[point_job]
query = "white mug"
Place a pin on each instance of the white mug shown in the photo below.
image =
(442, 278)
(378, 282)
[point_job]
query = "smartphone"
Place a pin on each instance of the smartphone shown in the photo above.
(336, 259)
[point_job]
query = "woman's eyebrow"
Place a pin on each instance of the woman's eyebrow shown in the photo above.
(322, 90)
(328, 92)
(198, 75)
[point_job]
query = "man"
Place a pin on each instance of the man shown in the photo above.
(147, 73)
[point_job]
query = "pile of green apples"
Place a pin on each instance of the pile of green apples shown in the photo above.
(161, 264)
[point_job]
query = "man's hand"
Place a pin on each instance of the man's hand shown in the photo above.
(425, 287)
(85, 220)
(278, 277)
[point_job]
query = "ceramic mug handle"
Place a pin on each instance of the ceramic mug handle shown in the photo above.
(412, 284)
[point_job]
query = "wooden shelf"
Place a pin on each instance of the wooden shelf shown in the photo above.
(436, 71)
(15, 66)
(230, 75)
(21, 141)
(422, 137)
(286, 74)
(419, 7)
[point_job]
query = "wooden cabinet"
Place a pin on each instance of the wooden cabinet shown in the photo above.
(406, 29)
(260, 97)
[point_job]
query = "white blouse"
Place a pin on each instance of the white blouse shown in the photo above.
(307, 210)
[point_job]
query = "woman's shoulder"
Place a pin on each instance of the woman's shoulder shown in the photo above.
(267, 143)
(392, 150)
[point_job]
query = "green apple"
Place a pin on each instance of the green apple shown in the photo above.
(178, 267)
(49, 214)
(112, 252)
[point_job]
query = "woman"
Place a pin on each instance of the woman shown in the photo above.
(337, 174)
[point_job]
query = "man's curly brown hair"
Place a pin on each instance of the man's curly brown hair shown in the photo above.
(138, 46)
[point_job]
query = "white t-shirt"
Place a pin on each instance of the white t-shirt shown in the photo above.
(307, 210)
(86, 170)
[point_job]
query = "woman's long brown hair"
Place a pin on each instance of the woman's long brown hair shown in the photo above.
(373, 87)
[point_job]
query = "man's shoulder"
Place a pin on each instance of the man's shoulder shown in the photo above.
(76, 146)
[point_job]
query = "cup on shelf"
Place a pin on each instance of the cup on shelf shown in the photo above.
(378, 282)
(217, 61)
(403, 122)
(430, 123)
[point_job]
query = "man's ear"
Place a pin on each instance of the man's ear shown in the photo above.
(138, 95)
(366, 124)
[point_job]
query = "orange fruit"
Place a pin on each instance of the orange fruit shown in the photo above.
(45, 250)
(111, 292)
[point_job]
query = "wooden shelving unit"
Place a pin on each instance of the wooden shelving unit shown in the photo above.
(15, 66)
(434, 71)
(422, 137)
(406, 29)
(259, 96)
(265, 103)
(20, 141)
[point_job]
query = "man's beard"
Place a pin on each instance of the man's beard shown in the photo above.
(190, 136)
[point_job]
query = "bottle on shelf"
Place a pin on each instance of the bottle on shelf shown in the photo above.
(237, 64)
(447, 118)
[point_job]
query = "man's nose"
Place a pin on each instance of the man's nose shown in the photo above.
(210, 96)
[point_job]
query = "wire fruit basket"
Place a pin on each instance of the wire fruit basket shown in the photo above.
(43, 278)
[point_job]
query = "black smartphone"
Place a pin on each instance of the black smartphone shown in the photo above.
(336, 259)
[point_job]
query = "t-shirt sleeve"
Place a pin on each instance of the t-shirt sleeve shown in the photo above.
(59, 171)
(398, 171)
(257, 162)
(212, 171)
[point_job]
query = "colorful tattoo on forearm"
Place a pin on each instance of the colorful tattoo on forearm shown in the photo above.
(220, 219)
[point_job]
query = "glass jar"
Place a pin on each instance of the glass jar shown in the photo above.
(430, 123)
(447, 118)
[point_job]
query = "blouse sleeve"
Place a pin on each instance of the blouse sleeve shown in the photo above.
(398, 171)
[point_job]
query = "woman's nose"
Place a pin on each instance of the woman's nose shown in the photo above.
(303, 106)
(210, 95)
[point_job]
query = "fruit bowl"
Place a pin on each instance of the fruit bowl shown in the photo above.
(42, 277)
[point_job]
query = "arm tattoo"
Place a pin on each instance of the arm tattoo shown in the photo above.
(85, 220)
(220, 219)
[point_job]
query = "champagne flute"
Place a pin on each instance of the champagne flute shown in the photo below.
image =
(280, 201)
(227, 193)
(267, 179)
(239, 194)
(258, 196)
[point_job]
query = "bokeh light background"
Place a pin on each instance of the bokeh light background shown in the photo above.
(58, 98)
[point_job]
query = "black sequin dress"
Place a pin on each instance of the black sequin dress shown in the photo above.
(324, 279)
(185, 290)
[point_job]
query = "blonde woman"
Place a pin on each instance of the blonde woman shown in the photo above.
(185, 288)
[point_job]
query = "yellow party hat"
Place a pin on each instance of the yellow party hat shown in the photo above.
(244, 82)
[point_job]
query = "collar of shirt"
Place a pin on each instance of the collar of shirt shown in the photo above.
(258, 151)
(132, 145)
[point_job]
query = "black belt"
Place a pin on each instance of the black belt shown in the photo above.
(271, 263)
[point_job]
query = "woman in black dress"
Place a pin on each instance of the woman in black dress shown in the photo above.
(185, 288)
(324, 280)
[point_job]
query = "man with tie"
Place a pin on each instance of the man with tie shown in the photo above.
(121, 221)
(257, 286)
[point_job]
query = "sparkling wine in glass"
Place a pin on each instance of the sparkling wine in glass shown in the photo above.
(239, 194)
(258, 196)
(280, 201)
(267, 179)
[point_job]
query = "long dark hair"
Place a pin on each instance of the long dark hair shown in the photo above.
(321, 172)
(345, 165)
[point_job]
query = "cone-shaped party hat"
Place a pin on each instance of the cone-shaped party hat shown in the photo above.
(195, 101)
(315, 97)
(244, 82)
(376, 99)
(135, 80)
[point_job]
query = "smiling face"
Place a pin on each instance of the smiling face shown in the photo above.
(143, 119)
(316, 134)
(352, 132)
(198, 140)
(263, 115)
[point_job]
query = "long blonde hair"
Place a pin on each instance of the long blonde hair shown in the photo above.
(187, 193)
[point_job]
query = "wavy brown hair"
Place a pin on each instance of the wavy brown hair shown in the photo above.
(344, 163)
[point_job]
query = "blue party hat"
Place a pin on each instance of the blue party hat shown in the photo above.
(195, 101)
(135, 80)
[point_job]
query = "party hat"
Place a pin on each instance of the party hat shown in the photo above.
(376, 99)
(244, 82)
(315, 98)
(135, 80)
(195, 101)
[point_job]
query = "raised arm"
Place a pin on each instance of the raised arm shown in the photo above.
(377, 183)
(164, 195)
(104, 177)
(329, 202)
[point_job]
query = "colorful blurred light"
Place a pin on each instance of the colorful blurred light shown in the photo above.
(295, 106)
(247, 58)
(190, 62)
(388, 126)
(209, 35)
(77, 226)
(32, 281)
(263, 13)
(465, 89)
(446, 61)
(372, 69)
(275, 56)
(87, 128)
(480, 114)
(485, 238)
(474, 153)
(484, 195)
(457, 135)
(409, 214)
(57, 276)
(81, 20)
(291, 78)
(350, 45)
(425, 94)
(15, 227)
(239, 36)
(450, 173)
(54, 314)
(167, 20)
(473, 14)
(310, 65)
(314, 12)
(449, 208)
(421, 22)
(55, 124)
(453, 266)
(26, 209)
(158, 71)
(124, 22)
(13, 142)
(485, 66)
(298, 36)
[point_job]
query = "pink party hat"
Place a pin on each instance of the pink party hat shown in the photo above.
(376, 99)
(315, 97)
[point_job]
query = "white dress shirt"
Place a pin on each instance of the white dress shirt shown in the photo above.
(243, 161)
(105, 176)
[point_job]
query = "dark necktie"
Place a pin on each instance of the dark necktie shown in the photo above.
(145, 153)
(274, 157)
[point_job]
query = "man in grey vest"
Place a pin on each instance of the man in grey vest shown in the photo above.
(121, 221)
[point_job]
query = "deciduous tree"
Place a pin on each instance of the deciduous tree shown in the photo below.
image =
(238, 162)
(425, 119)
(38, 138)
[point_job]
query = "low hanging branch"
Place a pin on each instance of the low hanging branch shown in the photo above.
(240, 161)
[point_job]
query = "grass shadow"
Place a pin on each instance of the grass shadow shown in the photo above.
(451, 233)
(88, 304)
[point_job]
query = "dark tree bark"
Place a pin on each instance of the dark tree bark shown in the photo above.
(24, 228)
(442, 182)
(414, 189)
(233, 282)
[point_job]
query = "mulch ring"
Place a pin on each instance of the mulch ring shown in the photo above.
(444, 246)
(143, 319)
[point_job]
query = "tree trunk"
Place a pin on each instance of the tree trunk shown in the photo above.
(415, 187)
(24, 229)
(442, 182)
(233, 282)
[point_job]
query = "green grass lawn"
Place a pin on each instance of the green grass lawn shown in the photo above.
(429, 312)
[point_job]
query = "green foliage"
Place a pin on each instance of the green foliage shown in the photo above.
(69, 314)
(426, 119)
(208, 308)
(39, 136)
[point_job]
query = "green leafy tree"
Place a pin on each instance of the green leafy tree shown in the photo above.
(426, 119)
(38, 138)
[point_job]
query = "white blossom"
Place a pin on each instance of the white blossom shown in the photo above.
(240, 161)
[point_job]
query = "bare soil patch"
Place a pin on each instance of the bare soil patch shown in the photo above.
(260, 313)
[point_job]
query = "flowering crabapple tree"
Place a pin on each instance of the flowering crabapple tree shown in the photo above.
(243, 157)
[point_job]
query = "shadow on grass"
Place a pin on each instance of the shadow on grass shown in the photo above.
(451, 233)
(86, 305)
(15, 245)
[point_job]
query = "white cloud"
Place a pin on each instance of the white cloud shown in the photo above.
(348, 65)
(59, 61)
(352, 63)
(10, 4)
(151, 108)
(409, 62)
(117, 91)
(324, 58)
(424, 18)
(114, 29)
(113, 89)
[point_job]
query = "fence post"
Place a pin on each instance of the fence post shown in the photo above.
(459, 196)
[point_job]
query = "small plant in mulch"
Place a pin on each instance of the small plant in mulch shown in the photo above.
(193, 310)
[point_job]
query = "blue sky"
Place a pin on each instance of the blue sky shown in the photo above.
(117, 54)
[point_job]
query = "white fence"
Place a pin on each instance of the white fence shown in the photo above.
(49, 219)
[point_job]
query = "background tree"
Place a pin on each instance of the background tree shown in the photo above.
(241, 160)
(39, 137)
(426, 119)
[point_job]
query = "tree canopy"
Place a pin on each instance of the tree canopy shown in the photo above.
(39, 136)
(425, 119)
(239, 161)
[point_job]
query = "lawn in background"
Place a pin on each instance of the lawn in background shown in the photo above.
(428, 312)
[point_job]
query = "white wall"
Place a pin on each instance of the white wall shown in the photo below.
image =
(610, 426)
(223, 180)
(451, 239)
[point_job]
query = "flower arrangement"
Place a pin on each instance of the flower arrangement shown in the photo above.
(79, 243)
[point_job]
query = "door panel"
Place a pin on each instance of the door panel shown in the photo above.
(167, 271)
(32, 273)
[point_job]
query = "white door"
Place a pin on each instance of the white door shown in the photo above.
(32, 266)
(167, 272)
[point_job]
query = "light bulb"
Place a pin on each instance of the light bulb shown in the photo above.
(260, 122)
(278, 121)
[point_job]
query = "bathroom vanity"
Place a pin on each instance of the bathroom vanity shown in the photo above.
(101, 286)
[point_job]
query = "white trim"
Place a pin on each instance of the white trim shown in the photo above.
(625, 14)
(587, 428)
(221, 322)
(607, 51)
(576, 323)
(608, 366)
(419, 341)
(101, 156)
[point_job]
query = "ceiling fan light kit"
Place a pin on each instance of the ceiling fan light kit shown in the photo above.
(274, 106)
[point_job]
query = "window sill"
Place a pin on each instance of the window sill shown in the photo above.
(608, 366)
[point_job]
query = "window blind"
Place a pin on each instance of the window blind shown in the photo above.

Prompt: Please tally the lines above that contain the string "blind", and reply with the number alone.

Solution to the exercise: 2